Aim of the task —
Please put the entries into a numbered list, one line per item, with blank lines and pictures left out. Begin at the first line of the entries and stop after the line that contains "M149 104L152 109L154".
============
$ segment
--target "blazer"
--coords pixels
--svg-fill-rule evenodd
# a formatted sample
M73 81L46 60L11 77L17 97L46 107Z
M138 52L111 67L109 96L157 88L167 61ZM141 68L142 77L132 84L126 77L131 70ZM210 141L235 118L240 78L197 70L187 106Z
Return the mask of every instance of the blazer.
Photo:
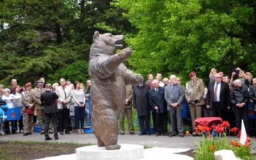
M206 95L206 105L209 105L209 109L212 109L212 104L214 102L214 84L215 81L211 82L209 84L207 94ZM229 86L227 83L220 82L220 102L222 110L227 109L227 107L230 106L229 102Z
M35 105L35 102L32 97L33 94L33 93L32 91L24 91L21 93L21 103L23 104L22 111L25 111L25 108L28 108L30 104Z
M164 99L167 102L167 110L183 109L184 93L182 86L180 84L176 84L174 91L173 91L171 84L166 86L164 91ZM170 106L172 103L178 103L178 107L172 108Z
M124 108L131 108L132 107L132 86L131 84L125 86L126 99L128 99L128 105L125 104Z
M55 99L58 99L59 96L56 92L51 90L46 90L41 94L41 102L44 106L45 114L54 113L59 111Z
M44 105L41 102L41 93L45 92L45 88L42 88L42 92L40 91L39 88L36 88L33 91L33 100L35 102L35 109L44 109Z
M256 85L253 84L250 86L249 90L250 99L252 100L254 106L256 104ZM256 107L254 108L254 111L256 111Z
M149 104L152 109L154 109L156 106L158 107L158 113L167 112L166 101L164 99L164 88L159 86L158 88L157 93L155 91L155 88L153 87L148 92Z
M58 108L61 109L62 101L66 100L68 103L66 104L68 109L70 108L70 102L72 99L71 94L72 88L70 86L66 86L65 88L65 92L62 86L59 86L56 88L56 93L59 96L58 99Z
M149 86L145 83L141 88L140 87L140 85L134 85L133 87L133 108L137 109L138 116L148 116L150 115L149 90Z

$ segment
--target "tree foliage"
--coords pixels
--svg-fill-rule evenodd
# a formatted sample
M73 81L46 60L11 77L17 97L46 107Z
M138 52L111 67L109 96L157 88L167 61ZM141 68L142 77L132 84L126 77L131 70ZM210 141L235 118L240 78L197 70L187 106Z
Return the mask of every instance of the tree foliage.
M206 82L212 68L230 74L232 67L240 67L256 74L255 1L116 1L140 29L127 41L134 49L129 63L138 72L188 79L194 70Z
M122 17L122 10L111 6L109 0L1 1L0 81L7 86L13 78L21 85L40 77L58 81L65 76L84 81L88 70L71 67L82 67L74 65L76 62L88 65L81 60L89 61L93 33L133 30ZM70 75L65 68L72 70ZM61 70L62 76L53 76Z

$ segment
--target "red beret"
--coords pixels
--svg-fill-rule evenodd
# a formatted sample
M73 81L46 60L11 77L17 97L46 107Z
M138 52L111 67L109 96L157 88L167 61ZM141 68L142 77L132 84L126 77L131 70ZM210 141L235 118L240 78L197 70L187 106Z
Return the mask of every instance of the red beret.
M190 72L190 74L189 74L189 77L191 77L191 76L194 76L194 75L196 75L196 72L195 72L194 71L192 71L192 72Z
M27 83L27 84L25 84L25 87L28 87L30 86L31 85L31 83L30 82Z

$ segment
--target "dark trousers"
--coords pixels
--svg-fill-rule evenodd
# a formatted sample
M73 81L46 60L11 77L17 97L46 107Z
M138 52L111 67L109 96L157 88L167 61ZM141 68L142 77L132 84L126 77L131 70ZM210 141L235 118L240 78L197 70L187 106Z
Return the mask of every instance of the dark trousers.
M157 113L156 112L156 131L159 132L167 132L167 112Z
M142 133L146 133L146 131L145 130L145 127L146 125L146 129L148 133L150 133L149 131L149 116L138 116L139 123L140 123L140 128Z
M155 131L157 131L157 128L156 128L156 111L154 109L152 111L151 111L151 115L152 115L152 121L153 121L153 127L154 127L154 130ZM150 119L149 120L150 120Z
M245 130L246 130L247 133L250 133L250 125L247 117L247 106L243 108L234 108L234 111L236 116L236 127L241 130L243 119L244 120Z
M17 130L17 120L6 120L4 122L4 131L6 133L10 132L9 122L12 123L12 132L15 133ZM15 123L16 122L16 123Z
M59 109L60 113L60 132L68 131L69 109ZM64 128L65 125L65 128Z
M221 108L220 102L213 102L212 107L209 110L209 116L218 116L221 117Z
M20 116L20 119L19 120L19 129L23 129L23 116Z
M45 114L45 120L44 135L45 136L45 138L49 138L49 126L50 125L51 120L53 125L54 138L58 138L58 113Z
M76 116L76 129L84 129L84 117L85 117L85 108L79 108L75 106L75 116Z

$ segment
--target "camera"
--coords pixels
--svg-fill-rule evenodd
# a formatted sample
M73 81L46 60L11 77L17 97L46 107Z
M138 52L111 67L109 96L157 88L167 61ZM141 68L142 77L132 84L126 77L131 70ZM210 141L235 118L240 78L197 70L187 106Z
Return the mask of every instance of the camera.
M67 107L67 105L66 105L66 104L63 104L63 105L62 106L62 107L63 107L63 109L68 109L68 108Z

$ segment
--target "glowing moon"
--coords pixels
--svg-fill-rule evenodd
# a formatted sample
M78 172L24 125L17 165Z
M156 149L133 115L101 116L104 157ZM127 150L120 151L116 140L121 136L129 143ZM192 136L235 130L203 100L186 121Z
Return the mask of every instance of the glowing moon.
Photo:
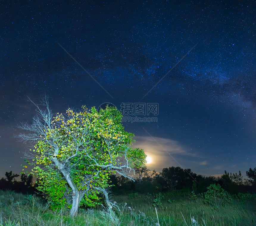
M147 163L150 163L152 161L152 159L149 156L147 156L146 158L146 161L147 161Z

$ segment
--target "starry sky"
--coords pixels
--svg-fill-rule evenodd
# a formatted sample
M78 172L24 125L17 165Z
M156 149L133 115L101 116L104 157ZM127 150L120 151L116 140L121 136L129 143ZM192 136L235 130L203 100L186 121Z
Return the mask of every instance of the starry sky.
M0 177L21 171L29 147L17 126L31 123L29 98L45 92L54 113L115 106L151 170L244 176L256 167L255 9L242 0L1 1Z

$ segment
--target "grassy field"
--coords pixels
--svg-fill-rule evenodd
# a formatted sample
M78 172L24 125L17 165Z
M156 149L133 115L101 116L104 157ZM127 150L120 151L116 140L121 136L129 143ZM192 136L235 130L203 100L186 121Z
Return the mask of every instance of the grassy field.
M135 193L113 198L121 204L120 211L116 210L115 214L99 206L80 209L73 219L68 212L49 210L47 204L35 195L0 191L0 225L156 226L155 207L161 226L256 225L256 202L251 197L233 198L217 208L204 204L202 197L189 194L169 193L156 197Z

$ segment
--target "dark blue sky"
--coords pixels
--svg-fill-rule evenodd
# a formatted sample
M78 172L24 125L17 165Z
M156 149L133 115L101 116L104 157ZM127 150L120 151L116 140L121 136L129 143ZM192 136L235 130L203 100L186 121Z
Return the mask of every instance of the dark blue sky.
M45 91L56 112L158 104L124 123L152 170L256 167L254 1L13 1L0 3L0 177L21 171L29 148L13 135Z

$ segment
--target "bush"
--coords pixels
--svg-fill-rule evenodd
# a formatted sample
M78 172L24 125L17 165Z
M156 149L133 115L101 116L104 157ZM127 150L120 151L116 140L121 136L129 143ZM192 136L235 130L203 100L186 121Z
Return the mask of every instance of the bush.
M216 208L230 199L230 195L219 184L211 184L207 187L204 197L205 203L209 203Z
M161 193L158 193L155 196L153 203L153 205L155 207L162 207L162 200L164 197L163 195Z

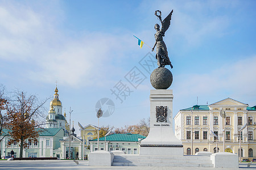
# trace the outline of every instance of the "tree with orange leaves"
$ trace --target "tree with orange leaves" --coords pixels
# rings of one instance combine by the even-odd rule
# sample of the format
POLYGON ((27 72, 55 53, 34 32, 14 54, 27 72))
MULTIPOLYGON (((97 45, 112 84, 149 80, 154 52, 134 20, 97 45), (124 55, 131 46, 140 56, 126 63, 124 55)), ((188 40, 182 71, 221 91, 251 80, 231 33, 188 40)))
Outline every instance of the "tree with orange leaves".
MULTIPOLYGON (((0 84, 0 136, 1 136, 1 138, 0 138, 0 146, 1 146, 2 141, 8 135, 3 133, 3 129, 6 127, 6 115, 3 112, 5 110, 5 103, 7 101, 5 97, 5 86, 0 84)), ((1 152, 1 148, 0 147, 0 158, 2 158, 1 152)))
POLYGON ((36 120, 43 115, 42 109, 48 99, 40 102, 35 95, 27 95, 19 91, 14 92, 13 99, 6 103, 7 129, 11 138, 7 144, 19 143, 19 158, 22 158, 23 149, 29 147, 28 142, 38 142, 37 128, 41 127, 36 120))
============
Final result —
1. $ segment
2. --target "blazer"
3. --coords pixels
4. --svg-fill-rule evenodd
5. # a formatted sample
6. M73 81L46 60L11 77L17 97L46 107Z
7. M138 52L111 67L109 96L157 88L167 61ZM141 68L142 77L132 84L126 77L131 70ZM210 141L235 118L240 78L197 70L187 106Z
8. Return the mask of every instance of the blazer.
9. Photo:
10. M206 95L206 105L209 105L209 109L212 109L212 104L214 102L214 84L215 81L211 82L209 84L207 94ZM229 86L227 83L220 82L220 102L222 110L227 109L227 107L230 106L229 102Z
11. M35 105L35 102L32 97L33 94L33 93L32 91L24 91L21 93L21 103L23 104L22 111L25 111L25 108L28 108L30 104Z
12. M164 99L167 102L167 110L183 109L184 93L182 86L180 84L176 84L174 91L173 91L171 84L166 86L164 91ZM170 106L172 103L178 103L178 107L172 108Z
13. M124 108L131 108L132 107L132 86L131 84L125 86L126 99L128 99L128 105L125 104Z
14. M55 99L58 99L59 96L56 92L51 90L46 90L41 94L41 102L44 106L45 114L54 113L59 111Z
15. M44 105L41 102L41 93L45 92L45 88L42 88L42 92L40 91L39 88L36 88L33 91L33 100L35 102L35 109L44 109Z
16. M256 85L253 84L250 86L249 90L250 99L252 100L254 106L256 104ZM256 107L254 108L254 111L256 111Z
17. M149 104L152 109L154 109L156 106L158 107L158 113L167 112L166 101L164 99L164 88L159 86L158 88L157 93L155 91L155 88L153 87L148 92Z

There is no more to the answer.